> [Source extract]
..........

Well, a woman in love with a drag queen: like sexually in love with a drag queen. And I’m not the only woman. There was another woman who hung out on the scene, who’s still with the same drag queen 20 years later. They’re still together in Boston. I know a couple of other women now, who are with drag queens. But I remember going through psychology books trying to find something about it when I was 19. There was one little chapter in an abnormal psych book that made it sound so…I don’t know what they ascribed it to, but it was so bizarre. And that’s where I was at that time in my life. I lived with them; it was my whole focus. It was my whole context. Everything I did—that’s who I was with all the time. And that’s who I wanted to be. I was really kind of slavishly devoted to them. When I photograph the queens now, it’s very different from the work I did then because they’re not my whole life.


Well, I never really learned technology. In October of 1990, I got a Leica. All the other years I used cameras that I could buy hot in the bar where I used to be a bartender. In the early ’70s, technology in the photo world was what Postmodernist theory is now. I have the same aversion to Postmodern theory as I did to technology. I don’t think either of them have anything to do with the creative process. I responded very strongly against the obsession with technology that was in the photo world in the early ’70s. When we went to school, it was the rocking tree school where your photographs had absolutely no content, but you made perfect pictures and perfect prints. And photographers, particularly male, only discussed their cameras and equipment. My response was to not get involved with that at all. Actually, we used to call ourselves the scratch and dust school. (laughter) Unfortunately, now that somebody is printing my early black-and-white work, it’s a bit of a problem because my negatives are so fucked-up. My students are still shocked by how little I know technically. They teach me a lot.

..........

> [Task goal]
Answer yes or no for whether each statement agrees with the interview excerpt above, and quote the deciding words: (a) The speaker got a Leica in October of 1990. (b) The other woman who hung out on the scene is no longer with the same drag queen. (c) The speaker's students are shocked by how much the speaker knows technically. The lines that come next are drawn from a different source.

> [Source excerpt]
..........

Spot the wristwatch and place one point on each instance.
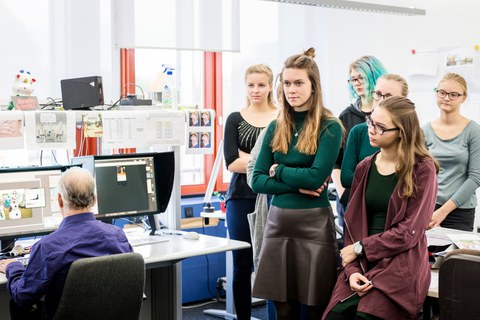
(358, 248)
(271, 172)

..........

> [Full output]
(a) Yes: "In October of 1990, I got a Leica."
(b) No: "who’s still with the same drag queen 20 years later."
(c) No: "My students are still shocked by how little I know technically."